> **Written request a**: In the paper review below, why does the reviewer find the proposed method somewhat unconvincing?

[Begin Excerpt to read]

This paper proposes a multi-armed bandit (MAB) framework to learn a general neural combinatorial optimization solver. The key idea is to use the neural solver loss gradient to construct an influence matrix, which guides the sampling of the next training task. The sampled tasks are used to co-train a global encoder in an encoder-decoder framework. The proposed method was demonstrated on several combinatorial benchmarks. It is compared against other multi-task learning benchmarks and achieves good performance.

优点

The paper is clearly written. Experiments are well designed, and generally has promising results.

The proposed MTL strategy builds on the idea of loss difference to construct an influence matrix (Fifty et al., 2021) and extends it to gradient difference. As far as I am aware, this is a new and interesting contribution.

缺点

  1. There is a general lack of motivation for the proposed method throughout the paper.
  • How is the technique proposed specific to solving COP? As far as I understand, it could be applied to MTL setting. Should it outperform other MTL baselines in a general scenario? If not, why is it performing well on the COP tasks?

  • The paper went on to describe a heuristic reward design, but ultimately why is it better? There is neither theoretical guarantee nor complexity analysis, so the method is somewhat unconvincing to me.

  1. Regarding significance:
  • Experiment results are generally promising, but error bar should be provided to quantify significance.
  • It feels strange that the authors brought up (Fifty et al., 2021) in the intro as the inspiration for the proposed method, but did not compare to it. Is there a specific reason for this?

问题

  1. What is responsible for the efficiency of the proposed method? It is about 15 times faster than the closest method (Table 3) despite only changing the sampling scheme. Can the authors provide a breakdown of how other MTL techniques compute the influence matrix?
  2. Can we apply a naive co-training scheme (with random sampling of training tasks) to achieve the same effect as the proposed method? I figure it would serve as a good ablation study.
  3. How often does assumption 1 hold in practice?
  4. Why are some entries in the diagonal blocks negative (whereas many off-diagonal entries are positive). It feels unintuitive that tasks from the same group have weaker influence on one another than tasks from different groups.
  5. Can the method be generalized to account for unseen tasks?
评论

Thanks for your endorsement.

[End Excerpt to read]
[Begin Supplied records]

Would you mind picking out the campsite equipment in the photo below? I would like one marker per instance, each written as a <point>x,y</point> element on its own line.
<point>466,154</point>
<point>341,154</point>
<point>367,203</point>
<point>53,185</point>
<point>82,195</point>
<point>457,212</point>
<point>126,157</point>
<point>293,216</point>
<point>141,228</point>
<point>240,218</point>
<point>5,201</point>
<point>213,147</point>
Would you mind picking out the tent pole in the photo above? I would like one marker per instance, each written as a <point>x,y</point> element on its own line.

[End Supplied records]
[Begin Supplied records]

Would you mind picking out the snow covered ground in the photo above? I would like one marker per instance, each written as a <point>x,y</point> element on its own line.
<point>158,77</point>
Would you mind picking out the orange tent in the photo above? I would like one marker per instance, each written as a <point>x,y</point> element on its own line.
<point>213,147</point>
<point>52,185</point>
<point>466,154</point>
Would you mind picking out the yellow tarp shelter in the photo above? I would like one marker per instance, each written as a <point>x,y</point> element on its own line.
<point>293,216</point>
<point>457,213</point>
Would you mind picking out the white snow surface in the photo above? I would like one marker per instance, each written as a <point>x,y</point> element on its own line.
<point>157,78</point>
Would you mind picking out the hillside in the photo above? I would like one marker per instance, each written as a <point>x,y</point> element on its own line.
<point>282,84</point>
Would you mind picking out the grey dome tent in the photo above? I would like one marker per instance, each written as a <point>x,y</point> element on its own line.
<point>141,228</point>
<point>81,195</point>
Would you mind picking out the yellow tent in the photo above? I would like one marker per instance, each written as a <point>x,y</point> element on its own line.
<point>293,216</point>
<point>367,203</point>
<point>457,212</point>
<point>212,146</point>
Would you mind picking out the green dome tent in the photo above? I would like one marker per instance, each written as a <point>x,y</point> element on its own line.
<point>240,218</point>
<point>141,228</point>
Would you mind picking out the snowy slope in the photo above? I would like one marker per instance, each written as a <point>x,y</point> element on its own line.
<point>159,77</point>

[End Supplied records]

> **Written request b**: Rewrite the records between the lines holding "Would you mind picking out the yellow tent" and "<point>159,77</point>", inclusive, with "marker" changed to "dot" and nothing else altered.

> **Complete output a**: The reviewer finds it unconvincing because the paper describes a heuristic reward design without showing why it is better. It offers neither a theoretical guarantee nor a complexity analysis.

> **Complete output b**:
Would you mind picking out the yellow tent in the photo above? I would like one dot per instance, each written as a <point>x,y</point> element on its own line.
<point>293,216</point>
<point>367,203</point>
<point>457,212</point>
<point>212,146</point>
Would you mind picking out the green dome tent in the photo above? I would like one dot per instance, each written as a <point>x,y</point> element on its own line.
<point>240,218</point>
<point>141,228</point>
Would you mind picking out the snowy slope in the photo above? I would like one dot per instance, each written as a <point>x,y</point> element on its own line.
<point>159,77</point>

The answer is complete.